-- start Text block --

Earlier on, in September, Parliament was on the war path over the president’s proposal on eight per cent Value Added Tax on fuel. The House passed the proposal, albeit narrowly and acrimoniously.
The legislators’ push for perks comes against the backdrop of a debilitating wage bill. Kenya’s current wage bill stands at 53 per cent of the national budget. Earlier on in July 2017, the Salaries and Remuneration Commission moved to reduce the wage bill, announcing a significant salary cut for state officers, including the President, Deputy President, MPS, CSS and other officials. On November 23, 2018, the Commission rightly noted that the call by MPS for higher allowances would not only increase the burden of the taxpayer, but it would set an unsustainable precedent for public servants.

-- end Text block --
-- start Extracted data --

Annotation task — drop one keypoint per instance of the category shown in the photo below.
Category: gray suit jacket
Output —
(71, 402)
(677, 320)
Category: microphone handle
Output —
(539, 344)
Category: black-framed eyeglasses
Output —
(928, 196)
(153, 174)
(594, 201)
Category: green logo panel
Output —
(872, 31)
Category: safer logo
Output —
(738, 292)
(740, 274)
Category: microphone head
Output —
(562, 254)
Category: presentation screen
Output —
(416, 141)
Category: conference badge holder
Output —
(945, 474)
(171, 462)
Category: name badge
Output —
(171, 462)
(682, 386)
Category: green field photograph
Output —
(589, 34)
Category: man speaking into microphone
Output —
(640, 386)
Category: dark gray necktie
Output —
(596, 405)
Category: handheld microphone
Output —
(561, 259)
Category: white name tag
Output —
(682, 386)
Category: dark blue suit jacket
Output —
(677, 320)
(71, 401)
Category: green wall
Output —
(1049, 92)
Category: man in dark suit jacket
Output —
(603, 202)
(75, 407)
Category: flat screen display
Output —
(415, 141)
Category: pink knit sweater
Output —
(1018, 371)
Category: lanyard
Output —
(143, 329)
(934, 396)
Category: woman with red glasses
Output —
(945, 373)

-- end Extracted data --

What is asked -
**A)** Retype the passage on Kenya's wage bill from "Earlier on, in" up to and including "narrowly and acrimoniously.".
**B)** Extend the passage on Kenya's wage bill with new sentences that follow on from its final line.

Outputs by task -
**A)**
Earlier on, in September, Parliament was on the war path over the president’s proposal on eight per cent Value Added Tax on fuel. The House passed the proposal, albeit narrowly and acrimoniously.

**B)**
Second, the Senate, everywhere held as a check against the potentially excessive powers of a popularly elected Lower House, has itself faced the wrath of an all-powerful parliament. In 2014, during the debate on the Division of Revenue
Bill, Senate had to seek the intervention of the Supreme Court to assert its role in the budgetary process.
Third, MPS have clashed with the Council of Governors over the National Government Constituencies Development Fund (NG-CDF). MPS control this fund which dedicates a minimum of 2.5pc of all National Government’s share of annual revenue to enhance grassroots development. In February 2015 the High Court declared the CDF unconstitutional and directed Parliament to align the fund with the Supreme Law.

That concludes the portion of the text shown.